(Saved data entries)
########
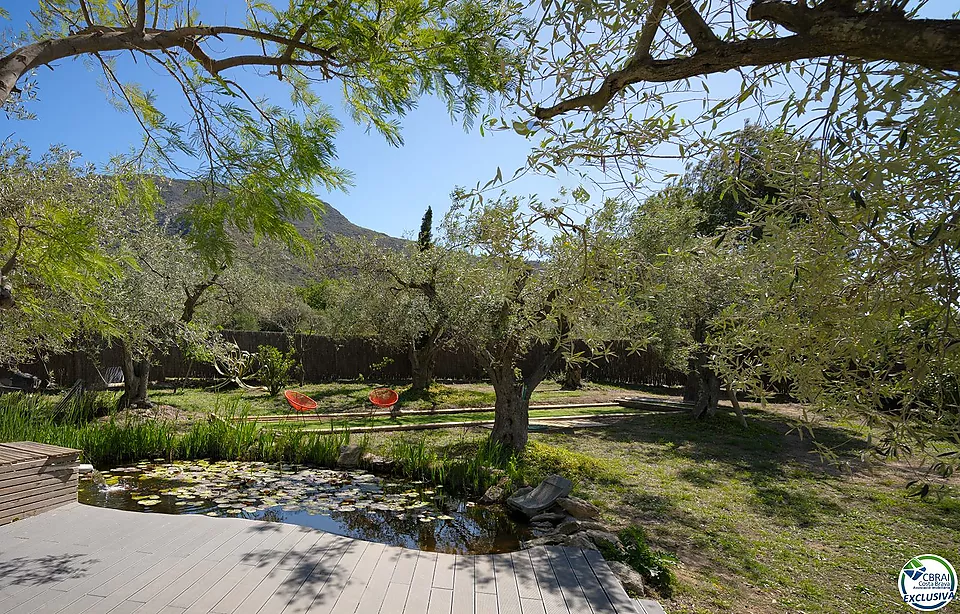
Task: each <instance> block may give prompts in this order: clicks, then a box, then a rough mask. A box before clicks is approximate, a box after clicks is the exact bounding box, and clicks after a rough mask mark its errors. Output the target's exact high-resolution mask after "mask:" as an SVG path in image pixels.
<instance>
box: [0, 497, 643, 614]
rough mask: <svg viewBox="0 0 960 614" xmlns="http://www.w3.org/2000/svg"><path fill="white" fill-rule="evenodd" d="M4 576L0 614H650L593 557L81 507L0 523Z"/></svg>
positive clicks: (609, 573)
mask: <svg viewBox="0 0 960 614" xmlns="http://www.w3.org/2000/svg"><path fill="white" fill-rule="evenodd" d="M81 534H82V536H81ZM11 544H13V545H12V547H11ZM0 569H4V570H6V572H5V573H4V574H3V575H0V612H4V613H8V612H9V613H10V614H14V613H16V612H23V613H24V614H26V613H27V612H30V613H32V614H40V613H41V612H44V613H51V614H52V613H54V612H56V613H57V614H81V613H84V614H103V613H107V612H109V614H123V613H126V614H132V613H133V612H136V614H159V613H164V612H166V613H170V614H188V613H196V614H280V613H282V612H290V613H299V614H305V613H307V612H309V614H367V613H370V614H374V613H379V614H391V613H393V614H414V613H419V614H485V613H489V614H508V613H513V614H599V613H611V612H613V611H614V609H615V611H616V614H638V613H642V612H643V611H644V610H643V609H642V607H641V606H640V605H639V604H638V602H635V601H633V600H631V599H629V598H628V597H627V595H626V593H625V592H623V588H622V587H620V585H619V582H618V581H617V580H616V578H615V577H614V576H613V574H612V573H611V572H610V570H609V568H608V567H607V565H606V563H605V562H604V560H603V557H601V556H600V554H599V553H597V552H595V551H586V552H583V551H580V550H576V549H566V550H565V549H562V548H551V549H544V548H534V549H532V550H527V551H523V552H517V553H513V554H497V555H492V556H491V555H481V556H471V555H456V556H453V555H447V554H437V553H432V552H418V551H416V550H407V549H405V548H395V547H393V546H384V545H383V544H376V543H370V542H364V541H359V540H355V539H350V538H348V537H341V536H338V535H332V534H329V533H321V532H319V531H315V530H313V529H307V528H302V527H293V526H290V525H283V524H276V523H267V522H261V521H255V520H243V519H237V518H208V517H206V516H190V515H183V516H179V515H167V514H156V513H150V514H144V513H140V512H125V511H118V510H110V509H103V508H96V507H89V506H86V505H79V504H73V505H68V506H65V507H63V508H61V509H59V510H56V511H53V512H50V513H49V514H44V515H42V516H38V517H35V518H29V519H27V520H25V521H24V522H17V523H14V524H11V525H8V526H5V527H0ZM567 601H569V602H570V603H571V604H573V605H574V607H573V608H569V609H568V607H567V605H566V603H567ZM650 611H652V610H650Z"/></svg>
########
(Your task):
Copy out every entry above word for word; omit the images.

(Written solution):
Task: each <instance> block may give prompts in this order: clicks, then a box, then a rough mask. A box before clicks is approximate, a box after clicks is the exact bounding box, and clicks after a rough mask mark its errors. Output the target's exact high-resolution mask after "mask:" as an SVG path in image pixels.
<instance>
box: [0, 497, 643, 614]
rough mask: <svg viewBox="0 0 960 614" xmlns="http://www.w3.org/2000/svg"><path fill="white" fill-rule="evenodd" d="M4 576L0 614H650L593 557L81 507L0 523Z"/></svg>
positive clicks: (609, 573)
mask: <svg viewBox="0 0 960 614" xmlns="http://www.w3.org/2000/svg"><path fill="white" fill-rule="evenodd" d="M81 534H82V536H81ZM11 544H13V545H12V547H11ZM0 569H4V570H6V572H5V573H4V574H3V575H0V612H4V613H8V612H9V613H10V614H14V613H16V612H23V613H24V614H26V613H27V612H30V613H32V614H40V613H41V612H44V613H51V614H52V613H54V612H56V613H57V614H81V613H84V614H103V613H107V612H109V614H123V613H126V614H132V613H133V612H136V614H159V613H164V612H166V613H170V614H188V613H196V614H280V613H282V612H290V613H299V614H305V613H307V612H309V614H367V613H370V614H374V613H379V614H391V613H393V614H414V613H419V614H485V613H489V614H508V613H513V614H599V613H611V612H613V611H614V609H615V611H616V614H638V613H642V612H643V611H644V610H643V609H642V607H641V606H640V605H639V604H638V602H635V601H633V600H631V599H629V598H628V597H627V595H626V593H625V592H623V588H622V587H620V585H619V582H618V581H617V580H616V578H615V577H614V576H613V574H612V573H611V572H610V570H609V568H608V567H607V565H606V563H605V562H604V560H603V557H601V556H600V554H599V553H597V552H595V551H586V552H583V551H580V550H576V549H566V550H565V549H562V548H551V549H544V548H534V549H532V550H527V551H523V552H517V553H513V554H497V555H492V556H491V555H481V556H471V555H456V556H453V555H447V554H437V553H432V552H418V551H416V550H407V549H405V548H395V547H393V546H384V545H383V544H376V543H370V542H364V541H359V540H355V539H350V538H348V537H341V536H338V535H332V534H329V533H321V532H319V531H315V530H313V529H307V528H302V527H293V526H290V525H283V524H276V523H267V522H261V521H255V520H243V519H237V518H208V517H206V516H190V515H183V516H179V515H167V514H156V513H150V514H144V513H140V512H125V511H118V510H110V509H103V508H96V507H89V506H86V505H79V504H73V505H68V506H65V507H63V508H61V509H59V510H56V511H53V512H50V513H49V514H44V515H42V516H38V517H35V518H29V519H27V520H25V521H24V522H17V523H14V524H11V525H8V526H5V527H0ZM567 601H569V602H570V603H571V604H573V605H574V607H573V608H569V609H568V607H567V605H566V603H567ZM650 611H652V610H650Z"/></svg>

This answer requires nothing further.